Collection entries
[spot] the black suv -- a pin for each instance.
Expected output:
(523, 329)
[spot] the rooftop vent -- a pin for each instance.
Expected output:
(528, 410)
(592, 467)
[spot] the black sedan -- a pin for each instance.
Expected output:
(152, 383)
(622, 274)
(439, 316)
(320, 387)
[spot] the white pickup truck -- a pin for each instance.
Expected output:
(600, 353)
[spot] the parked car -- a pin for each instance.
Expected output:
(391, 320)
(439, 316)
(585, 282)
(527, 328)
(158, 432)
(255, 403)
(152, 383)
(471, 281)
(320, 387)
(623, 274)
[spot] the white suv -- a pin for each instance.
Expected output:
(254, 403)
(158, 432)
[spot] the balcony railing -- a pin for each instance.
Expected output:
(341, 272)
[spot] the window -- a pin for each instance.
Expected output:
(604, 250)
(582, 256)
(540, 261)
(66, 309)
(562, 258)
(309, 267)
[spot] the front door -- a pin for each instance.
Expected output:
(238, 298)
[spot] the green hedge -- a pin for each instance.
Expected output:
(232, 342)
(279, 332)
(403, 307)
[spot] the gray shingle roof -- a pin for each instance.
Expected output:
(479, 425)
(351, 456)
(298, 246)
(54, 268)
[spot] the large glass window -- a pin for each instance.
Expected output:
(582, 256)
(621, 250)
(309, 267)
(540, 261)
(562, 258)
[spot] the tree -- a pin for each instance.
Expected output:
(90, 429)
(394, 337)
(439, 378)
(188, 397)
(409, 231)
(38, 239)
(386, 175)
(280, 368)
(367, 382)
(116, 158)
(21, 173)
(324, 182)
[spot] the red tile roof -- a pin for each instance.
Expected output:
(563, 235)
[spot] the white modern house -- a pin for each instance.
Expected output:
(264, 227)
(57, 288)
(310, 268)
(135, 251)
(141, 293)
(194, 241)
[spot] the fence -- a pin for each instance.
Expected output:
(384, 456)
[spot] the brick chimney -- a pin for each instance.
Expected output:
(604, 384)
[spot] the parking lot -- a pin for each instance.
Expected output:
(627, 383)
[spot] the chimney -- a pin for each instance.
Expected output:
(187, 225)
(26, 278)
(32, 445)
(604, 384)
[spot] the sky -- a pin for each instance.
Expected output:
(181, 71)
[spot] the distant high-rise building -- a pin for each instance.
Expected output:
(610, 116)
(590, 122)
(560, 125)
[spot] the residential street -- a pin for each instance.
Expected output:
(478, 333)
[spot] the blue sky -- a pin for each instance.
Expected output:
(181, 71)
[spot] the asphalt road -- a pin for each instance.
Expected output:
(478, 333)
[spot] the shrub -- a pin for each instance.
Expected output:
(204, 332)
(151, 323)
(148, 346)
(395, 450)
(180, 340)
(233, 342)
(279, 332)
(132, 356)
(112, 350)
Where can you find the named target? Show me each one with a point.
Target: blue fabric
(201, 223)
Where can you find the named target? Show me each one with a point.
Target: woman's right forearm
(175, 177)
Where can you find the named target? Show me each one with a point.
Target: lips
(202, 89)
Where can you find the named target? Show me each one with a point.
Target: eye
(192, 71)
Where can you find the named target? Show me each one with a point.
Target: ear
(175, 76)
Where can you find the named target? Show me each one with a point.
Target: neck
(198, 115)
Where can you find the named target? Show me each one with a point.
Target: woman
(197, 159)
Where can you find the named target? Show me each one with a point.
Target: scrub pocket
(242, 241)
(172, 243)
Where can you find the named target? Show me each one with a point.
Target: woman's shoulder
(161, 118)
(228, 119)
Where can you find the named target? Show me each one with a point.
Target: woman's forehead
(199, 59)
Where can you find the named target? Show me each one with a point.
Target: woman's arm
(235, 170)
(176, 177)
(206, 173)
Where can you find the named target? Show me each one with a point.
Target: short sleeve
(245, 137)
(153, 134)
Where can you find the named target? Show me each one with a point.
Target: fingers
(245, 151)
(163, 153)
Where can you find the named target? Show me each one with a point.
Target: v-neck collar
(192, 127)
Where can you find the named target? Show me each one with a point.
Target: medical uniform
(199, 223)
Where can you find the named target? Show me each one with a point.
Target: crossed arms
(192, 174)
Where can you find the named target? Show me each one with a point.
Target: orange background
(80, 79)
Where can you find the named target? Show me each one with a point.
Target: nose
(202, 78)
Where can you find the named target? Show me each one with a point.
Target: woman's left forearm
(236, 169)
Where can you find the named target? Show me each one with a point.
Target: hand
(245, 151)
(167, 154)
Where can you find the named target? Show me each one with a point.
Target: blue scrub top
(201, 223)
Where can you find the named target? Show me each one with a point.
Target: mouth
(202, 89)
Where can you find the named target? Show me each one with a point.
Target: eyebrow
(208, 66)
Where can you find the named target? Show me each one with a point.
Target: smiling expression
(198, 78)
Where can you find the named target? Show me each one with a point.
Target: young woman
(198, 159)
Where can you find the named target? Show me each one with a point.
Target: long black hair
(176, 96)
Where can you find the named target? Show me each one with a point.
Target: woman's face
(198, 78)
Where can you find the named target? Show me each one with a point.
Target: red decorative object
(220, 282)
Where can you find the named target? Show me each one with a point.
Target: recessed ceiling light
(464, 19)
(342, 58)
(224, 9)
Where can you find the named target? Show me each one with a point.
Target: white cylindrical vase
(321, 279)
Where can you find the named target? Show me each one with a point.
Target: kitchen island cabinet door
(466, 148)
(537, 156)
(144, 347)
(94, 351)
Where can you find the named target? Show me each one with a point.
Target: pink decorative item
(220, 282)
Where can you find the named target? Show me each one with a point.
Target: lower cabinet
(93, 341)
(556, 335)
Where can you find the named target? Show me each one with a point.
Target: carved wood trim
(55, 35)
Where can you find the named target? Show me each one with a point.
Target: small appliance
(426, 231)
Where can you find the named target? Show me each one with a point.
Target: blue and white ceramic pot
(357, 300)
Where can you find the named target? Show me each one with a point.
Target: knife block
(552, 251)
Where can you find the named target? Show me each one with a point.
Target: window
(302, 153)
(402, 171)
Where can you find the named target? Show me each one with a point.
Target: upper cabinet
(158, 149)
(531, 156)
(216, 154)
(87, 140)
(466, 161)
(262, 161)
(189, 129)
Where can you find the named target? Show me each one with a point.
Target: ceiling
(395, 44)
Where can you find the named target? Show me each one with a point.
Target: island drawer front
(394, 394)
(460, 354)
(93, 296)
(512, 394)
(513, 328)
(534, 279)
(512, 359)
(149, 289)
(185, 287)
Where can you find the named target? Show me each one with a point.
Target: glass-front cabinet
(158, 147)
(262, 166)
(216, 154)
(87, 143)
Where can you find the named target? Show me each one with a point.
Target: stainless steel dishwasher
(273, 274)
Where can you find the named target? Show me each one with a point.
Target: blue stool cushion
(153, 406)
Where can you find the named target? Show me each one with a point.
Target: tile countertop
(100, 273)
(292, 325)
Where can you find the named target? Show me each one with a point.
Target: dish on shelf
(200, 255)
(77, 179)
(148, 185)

• **WORK TO DO**: Locate each line in the collection entries above that contains the word "decorative", and copy all of those lines.

• **WRITTEN SOLUTION**:
Target: red decorative object
Target: pink decorative item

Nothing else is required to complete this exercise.